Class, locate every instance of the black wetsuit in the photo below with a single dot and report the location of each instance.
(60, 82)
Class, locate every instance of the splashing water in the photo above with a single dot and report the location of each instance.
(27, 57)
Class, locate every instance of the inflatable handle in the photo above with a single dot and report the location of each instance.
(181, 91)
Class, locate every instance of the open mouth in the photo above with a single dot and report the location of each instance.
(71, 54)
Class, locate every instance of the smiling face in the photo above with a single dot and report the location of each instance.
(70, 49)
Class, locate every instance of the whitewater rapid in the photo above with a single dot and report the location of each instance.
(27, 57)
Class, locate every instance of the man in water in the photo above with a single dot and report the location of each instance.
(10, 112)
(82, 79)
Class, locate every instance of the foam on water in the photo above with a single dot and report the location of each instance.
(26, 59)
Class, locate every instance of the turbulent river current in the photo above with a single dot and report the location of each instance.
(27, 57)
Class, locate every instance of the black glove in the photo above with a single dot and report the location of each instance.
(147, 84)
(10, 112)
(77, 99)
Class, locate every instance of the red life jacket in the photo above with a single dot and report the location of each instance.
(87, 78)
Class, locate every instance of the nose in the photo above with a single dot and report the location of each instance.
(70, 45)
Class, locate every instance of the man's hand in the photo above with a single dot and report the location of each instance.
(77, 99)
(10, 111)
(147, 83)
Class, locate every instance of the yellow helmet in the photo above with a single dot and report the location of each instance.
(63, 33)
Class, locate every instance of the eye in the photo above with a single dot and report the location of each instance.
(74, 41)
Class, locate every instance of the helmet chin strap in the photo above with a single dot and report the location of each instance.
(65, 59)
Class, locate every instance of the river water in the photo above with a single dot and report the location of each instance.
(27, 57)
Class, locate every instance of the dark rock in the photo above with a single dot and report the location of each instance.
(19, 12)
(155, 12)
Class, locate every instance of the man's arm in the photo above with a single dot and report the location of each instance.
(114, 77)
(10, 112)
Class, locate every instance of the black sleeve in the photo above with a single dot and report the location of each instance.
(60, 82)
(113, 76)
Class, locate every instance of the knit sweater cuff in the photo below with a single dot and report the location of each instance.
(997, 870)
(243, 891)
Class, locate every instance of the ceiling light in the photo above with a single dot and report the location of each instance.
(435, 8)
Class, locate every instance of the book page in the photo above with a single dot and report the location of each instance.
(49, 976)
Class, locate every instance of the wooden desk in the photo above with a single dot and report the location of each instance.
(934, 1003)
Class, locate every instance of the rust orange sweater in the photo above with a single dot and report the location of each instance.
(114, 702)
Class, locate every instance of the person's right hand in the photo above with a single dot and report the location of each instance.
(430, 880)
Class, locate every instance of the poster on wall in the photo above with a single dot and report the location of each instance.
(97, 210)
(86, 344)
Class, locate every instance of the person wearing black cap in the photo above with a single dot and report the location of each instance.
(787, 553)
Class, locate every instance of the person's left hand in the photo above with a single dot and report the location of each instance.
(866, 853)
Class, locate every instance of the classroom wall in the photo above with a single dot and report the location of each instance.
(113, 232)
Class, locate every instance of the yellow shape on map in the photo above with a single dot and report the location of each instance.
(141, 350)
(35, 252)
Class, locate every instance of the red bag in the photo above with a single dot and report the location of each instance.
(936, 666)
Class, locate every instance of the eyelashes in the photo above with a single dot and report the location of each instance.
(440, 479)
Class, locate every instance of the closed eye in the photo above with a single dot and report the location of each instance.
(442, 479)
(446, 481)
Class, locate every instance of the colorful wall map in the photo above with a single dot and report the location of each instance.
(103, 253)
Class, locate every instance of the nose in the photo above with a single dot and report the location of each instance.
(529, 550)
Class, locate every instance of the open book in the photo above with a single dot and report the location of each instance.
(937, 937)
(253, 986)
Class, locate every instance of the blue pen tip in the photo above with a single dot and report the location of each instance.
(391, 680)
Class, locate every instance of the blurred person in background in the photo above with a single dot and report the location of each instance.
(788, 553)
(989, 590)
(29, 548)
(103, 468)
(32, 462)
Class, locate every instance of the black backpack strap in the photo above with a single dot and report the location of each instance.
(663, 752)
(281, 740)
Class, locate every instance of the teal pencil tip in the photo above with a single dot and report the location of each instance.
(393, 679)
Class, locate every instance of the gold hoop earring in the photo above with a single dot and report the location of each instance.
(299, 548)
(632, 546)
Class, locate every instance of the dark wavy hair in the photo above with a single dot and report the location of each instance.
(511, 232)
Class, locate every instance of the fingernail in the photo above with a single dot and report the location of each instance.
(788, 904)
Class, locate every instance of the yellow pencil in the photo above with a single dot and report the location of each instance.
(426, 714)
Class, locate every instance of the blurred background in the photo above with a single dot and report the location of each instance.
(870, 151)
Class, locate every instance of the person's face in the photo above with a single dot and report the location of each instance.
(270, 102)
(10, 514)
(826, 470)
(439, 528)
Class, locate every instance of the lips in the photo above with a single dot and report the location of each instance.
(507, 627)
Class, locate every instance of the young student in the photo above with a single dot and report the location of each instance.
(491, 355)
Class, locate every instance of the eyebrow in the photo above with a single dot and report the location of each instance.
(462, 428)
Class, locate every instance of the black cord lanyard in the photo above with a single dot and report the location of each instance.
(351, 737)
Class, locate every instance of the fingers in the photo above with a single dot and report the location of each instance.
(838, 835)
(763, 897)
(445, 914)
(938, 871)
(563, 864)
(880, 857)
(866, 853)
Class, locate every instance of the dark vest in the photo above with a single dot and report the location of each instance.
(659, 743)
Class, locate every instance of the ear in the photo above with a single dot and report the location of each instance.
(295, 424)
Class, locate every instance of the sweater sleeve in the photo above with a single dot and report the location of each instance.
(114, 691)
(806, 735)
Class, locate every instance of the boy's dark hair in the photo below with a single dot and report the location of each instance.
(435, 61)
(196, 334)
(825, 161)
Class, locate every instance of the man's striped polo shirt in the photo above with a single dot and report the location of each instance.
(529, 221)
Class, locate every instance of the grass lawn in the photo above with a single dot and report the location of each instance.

========================

PROBLEM DESCRIPTION.
Write the entries again, exactly as they stand.

SOLUTION TO THE EXERCISE.
Class, locate every instance of the black wetsuit in the photo below with a single dot and report the location of each instance.
(60, 82)
Class, locate every instance of the splashing water in the photo above with a single dot and report the location of each instance.
(27, 57)
Class, locate every instance of the inflatable handle in the photo above with a single dot and report the location of each instance.
(181, 91)
Class, locate every instance of the open mouth in the photo above with a single dot and report the location of each instance.
(71, 54)
Class, locate every instance of the smiling face in the photo above with a single dot and report the location of each instance.
(70, 49)
Class, locate every instance of the whitewater rapid in the photo above with a single dot and report the location of each instance.
(27, 57)
Class, locate every instance of the man in water in the photo above with a single dot and report the location of each instance.
(10, 112)
(82, 79)
Class, locate every instance of the foam on water in the photo above with a single dot and report the location of each instance.
(26, 59)
Class, locate every instance of the turbulent river current in the photo above with a single dot and report the location of each instance.
(27, 57)
Class, locate every instance of the black glove in the photo above with a single dot and report the location of each instance.
(147, 84)
(10, 112)
(77, 99)
Class, locate every instance of the red life jacket in the photo above with a single dot and report the location of each instance.
(87, 78)
Class, locate every instance of the nose in the photo above with a single dot and report the location of each instance.
(70, 45)
Class, locate every instance of the man's hand in the photo above with a single dot and report the location of each instance.
(77, 99)
(10, 111)
(147, 83)
Class, locate every instance of the yellow helmet in the photo above with a single dot and report the location of each instance.
(63, 33)
Class, locate every instance of the eye in the photo above with a single dot and report the location of each instance.
(74, 41)
Class, locate every instance of the helmet chin strap in the photo above with a single dot and report the location of each instance.
(65, 59)
Class, locate every instance of the river water in the photo above with a single dot and report the location of each instance.
(27, 57)
Class, locate every instance of the dark rock in the photo above with a single dot and report the location of each instance.
(19, 12)
(155, 12)
Class, locate every instance of the man's arm in the photo above with a single dot and report the location of each instance.
(114, 77)
(10, 112)
Class, locate every instance of the black sleeve in the photo above with a single dot and report the location of each instance.
(60, 82)
(113, 76)
Class, locate every instance of the knit sweater cuff in the photo below with a single dot and report the location of each instance.
(997, 870)
(243, 891)
Class, locate every instance of the ceiling light in the photo above with a single dot and report the location of each instance.
(435, 8)
Class, locate every instance of the book page in the photo above with a single dot and report the location of each instance.
(49, 976)
Class, locate every instance of the wooden desk in the photo above with a single dot and report the location of each instance.
(934, 1003)
Class, locate every instance of the rust orange sweater in the photo above with a single dot and report the location of each instance.
(114, 702)
Class, locate every instance of the person's right hand in the photo above with a single dot and report the location of each instance.
(430, 880)
Class, locate every instance of the poster on wall in the photo above with a single dot and report the location of each instance.
(97, 210)
(86, 344)
Class, locate every instance of the person wearing black cap in the photo above with a single dot and report the location of each instance.
(787, 553)
Class, locate every instance of the person's left hand in the photo above with a single dot and report the location of each instance.
(866, 853)
Class, locate every instance of the classroom wall in the photo above with a single dot and report the location of each instance.
(113, 232)
Class, locate every instance of the yellow shape on map in the photo above with a single dot and report the location of each instance.
(141, 350)
(35, 252)
Class, locate every instance of the red bag in the photo above with a single dot and report the location of each instance.
(936, 666)
Class, locate every instance of the eyelashes in the photo above with a single dot and report the location of each instance.
(440, 479)
Class, locate every instance of the closed eye in the photo above with a single dot and report the location of each instance.
(442, 479)
(446, 481)
Class, locate every instance of the colorful wall map in the photo above with a single dot and report the location of each instance.
(103, 253)
Class, locate every instance of the nose in the photo above with a single dot and report the location of each instance.
(529, 550)
Class, locate every instance of the open book in the photo above with a single dot and report the location of each instance.
(937, 937)
(253, 986)
Class, locate every instance of the blue pen tip in the photo above with a single dot and report the location of each instance.
(391, 680)
Class, locate every instance of the blurred person in background in the photo above with a single dot and report the location of each instance.
(788, 553)
(989, 590)
(29, 548)
(103, 468)
(32, 462)
Class, locate every instance of the black backpack strap in the photo above with a single dot and report the location of each instance.
(663, 752)
(281, 740)
Class, locate every instance of the teal pencil tip in the photo above with a single dot and report the location of each instance.
(393, 679)
Class, locate every instance of the gold hoop earring in the photo above with a single dot and report the location of each instance.
(299, 548)
(632, 546)
Class, locate every instance of the dark wavy hair in the photo above with a single dot and report the location of each instance.
(511, 232)
Class, locate every instance of the fingernail in the photo above with a single dot and report the location of each instance.
(788, 904)
Class, locate every instance of the yellow pencil in the photo above with a single dot and report the location of each instance.
(426, 714)
Class, locate every instance of the blurred background in the photo above with a single dot and report the location of each instance.
(870, 151)
Class, locate every instance of the person's face in the photo above with a single dot and report the location of each instance.
(270, 102)
(10, 514)
(826, 470)
(439, 528)
Class, locate every instance of the lips in the photo above with a single dot and report the location of each instance.
(507, 627)
Class, locate every instance of the young student in the photo above with a single dot and report the location of each instance.
(491, 355)
Class, locate every instance of the eyebrow in the photo above with a single dot and report the location of each instance.
(462, 428)
Class, locate every instance of the black cord lanyard in the photo above with a single dot and report the location of each instance.
(351, 737)
Class, locate every instance of the fingers in the photo above with a single dot and report the location of each instance.
(838, 835)
(763, 897)
(445, 914)
(938, 871)
(563, 864)
(880, 857)
(866, 853)
Class, locate every instance of the dark vest in the photo above with a single dot and report the location of each instance.
(659, 743)
Class, locate every instance of the ear in the photo above with a single dot and report the location of each instance.
(295, 424)
Class, locate every instance of the sweater sleeve in the photo above with a single dot and report the location of each instance.
(114, 691)
(806, 735)
Class, locate every instance of the boy's dark hair in the photo below with a single dot and report the location of each instance.
(435, 61)
(196, 334)
(825, 161)
Class, locate every instance of the man's striped polo shirt in the photo above with a single dot and report the location of each instance.
(529, 221)
Class, locate every instance of the grass lawn in the photo above with a single dot and report the location of each instance.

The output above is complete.